Exercise brief
Your task is to repeat the listing exactly.

::: Supplied records

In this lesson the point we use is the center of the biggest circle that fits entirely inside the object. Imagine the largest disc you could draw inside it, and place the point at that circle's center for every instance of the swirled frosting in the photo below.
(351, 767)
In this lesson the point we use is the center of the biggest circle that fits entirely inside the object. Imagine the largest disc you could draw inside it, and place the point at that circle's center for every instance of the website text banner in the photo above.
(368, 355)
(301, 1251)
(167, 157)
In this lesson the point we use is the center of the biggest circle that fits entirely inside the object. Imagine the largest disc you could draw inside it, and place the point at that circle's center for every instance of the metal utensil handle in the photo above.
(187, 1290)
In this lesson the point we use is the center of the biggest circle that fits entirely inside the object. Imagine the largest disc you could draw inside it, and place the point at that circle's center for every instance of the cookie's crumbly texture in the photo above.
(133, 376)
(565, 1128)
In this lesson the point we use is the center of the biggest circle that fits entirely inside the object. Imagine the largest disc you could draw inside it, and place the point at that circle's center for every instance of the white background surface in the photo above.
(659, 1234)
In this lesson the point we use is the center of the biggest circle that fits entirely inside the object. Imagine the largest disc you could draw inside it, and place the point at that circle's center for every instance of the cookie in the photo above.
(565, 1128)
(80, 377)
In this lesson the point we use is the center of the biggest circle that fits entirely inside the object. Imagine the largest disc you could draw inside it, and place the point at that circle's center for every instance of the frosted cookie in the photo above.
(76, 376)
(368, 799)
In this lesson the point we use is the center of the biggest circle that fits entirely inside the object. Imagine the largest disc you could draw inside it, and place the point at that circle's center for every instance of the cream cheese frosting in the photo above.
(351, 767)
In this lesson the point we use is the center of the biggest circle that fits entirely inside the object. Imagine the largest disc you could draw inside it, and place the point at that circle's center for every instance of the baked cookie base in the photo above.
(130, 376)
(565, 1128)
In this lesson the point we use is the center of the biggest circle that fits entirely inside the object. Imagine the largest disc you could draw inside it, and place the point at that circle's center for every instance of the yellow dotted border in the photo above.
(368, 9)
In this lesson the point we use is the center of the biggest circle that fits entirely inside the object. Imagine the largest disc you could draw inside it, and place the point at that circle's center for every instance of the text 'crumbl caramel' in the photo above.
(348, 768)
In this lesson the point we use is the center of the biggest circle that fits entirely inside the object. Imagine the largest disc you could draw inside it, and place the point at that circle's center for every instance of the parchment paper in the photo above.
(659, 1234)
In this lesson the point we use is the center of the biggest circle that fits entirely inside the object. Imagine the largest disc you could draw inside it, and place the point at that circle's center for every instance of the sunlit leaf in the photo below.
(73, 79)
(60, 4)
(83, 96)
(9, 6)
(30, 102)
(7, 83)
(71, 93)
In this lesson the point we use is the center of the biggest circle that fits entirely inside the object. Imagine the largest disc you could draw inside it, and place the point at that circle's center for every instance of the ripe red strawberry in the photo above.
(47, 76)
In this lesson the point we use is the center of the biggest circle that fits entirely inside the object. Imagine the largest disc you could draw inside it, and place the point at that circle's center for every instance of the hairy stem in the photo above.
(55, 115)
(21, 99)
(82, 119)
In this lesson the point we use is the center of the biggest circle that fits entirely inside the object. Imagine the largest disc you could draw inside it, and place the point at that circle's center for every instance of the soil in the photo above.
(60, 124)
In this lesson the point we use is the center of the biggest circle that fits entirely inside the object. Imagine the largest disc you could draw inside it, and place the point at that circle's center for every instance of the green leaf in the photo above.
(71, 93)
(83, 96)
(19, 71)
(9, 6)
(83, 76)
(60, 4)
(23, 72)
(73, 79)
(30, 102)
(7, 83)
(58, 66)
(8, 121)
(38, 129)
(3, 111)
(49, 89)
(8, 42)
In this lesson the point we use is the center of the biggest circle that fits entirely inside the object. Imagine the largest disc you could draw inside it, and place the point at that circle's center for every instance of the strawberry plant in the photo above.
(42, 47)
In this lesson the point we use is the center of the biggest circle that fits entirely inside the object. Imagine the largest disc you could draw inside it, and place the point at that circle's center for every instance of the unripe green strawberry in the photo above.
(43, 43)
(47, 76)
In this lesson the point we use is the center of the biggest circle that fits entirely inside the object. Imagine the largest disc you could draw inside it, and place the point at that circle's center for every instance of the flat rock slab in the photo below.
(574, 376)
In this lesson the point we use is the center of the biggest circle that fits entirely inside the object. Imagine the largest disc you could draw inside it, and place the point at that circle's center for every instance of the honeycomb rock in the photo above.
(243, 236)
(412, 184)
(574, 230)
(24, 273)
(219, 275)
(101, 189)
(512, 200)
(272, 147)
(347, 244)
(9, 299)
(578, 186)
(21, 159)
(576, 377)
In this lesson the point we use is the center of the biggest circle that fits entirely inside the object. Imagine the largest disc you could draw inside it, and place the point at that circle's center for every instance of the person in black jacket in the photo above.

::::::

Your solution
In this lesson the point we use is the center of the biggest circle that fits entirely inside the object. Imagine the largest disc you could draw inside it, and place the point at that circle's center for every instance of the swirled frosting in the photo below.
(351, 767)
In this lesson the point we use is the center of the biggest circle that fits entirely inside the object. Imagine the largest disc you could draw inside it, and place the point at that circle's center for every instance of the website text banner in the photo above.
(368, 355)
(301, 1251)
(167, 157)
In this lesson the point we use is the center of the biggest circle that fits entirely inside the object. Imagine the largest disc you could draw inside it, and place the point at that circle's center for every instance of the metal utensil handle in the photo above.
(187, 1290)
In this lesson the point we use is the center of the biggest circle that fits entirely inside the object. Imagine the largest disc you could draw inside it, and place the point at that circle's center for every instance of the cookie's crumbly texture in the photo above.
(133, 376)
(565, 1128)
In this lesson the point we use is the center of the biggest circle that fits entirely inside the object. Imagine the largest disc you could draw inside it, and place the point at that circle's center for every instance of the white background surface in the photo above.
(659, 1234)
In this lesson the point we use is the center of the biggest circle that fits entirely inside the object. Imagine the largest disc you could draw inside it, and place the point at that circle's center for every instance of the cookie in the photo above.
(565, 1128)
(80, 377)
In this lesson the point we use is the center of the biggest circle that fits entirely inside the object. Imagine the largest disc you could draw inside it, and place the point at that circle's center for every instance of the frosted cookie in the photo above.
(76, 376)
(368, 799)
In this lesson the point we use is the center of the biggest circle that fits entirely inside the object. Imagine the largest disc you could draw inside it, and place the point at that circle's center for every instance of the cream cheese frosting in the photo above.
(351, 767)
In this lesson the point we use is the center of the biggest circle that fits entirely inside the object. Imagine the largest disc you could draw inside it, and place the point at that circle's center for every instance of the baked cookie base in the photo above.
(130, 376)
(565, 1128)
In this lesson the point we use is the center of the biggest circle that fits entirely inside the object. Imagine the largest disc you could draw inside it, and place the point at that circle's center for every instance of the yellow dotted border in the photo above.
(368, 9)
In this lesson the point we use is the center of the biggest circle that fits entirely inside the object. Imagine the largest disc you could draw inside it, and place the point at that circle's center for every instance of the text 'crumbl caramel' in the photo above.
(348, 768)
In this lesson the point we use is the center of the biggest circle that fits entirely inside the object. Imagine the largest disc you could draw inside it, and place the point at that circle's center for every instance of the parchment paper in the photo above.
(659, 1234)
In this lesson the point we use is the center of the biggest circle that fits entirely inside the object. Imagine the largest disc you could draw inside it, and place the point at that circle's center for every instance of the sunlit leaf in the photo below.
(73, 79)
(60, 4)
(83, 96)
(9, 6)
(30, 102)
(7, 83)
(71, 93)
In this lesson the point we use is the center of the biggest circle that fits entirely inside the object. Imagine the largest disc you could draw inside it, and place the point at that circle's center for every instance of the ripe red strawberry in the photo above.
(47, 76)
In this lesson the point we use is the center of the biggest circle that fits entirely inside the object. Imagine the largest disc you could draw inside it, and place the point at that circle's center for every instance of the hairy stem in the photo above.
(55, 115)
(21, 99)
(82, 119)
In this lesson the point we use is the center of the biggest circle that fits entirely inside the object. Imagine the largest disc you could draw inside it, and place the point at that circle's center for every instance of the soil in the photo above.
(60, 124)
In this lesson the point we use is the center of the biggest circle that fits entirely inside the object. Imagine the largest disc you could draw inside it, and place the point at that circle's center for every instance of the green leaf in the photo above.
(71, 93)
(83, 96)
(19, 71)
(9, 6)
(83, 76)
(60, 4)
(23, 72)
(73, 79)
(30, 102)
(7, 83)
(58, 66)
(8, 121)
(38, 129)
(3, 111)
(49, 89)
(8, 42)
In this lesson the point we use is the center of the biggest circle that fits entirely inside the object. Imagine the largest disc you could draw inside it, and place the point at that circle's center for every instance of the strawberry plant in the photo above.
(42, 47)
In this lesson the point we use is the center of the biggest circle that fits entirely inside the object. Imagine the largest disc you could draw inside it, and place the point at that circle's center for every instance of the unripe green strawberry in the photo above.
(43, 43)
(47, 76)
In this lesson the point we use is the center of the biggest circle that fits entirely inside the object. Imagine the largest disc you could draw inside it, and place the point at that circle's center for every instance of the flat rock slab in the photo below.
(574, 376)
In this lesson the point we use is the center of the biggest circle that fits entirely inside the object. Imagine the largest disc you could draw inside it, and place the point at that circle's center for every instance of the honeycomb rock in the photo above.
(243, 236)
(412, 184)
(574, 230)
(24, 273)
(219, 275)
(101, 189)
(512, 200)
(272, 147)
(347, 244)
(9, 299)
(578, 186)
(21, 159)
(576, 377)
In this lesson the point we use is the center of the biggest circle that fits entirely inside the object. Imagine the largest disc you could draw inside it, and place the point at that circle's center for every instance of the person in black jacket in the photo above.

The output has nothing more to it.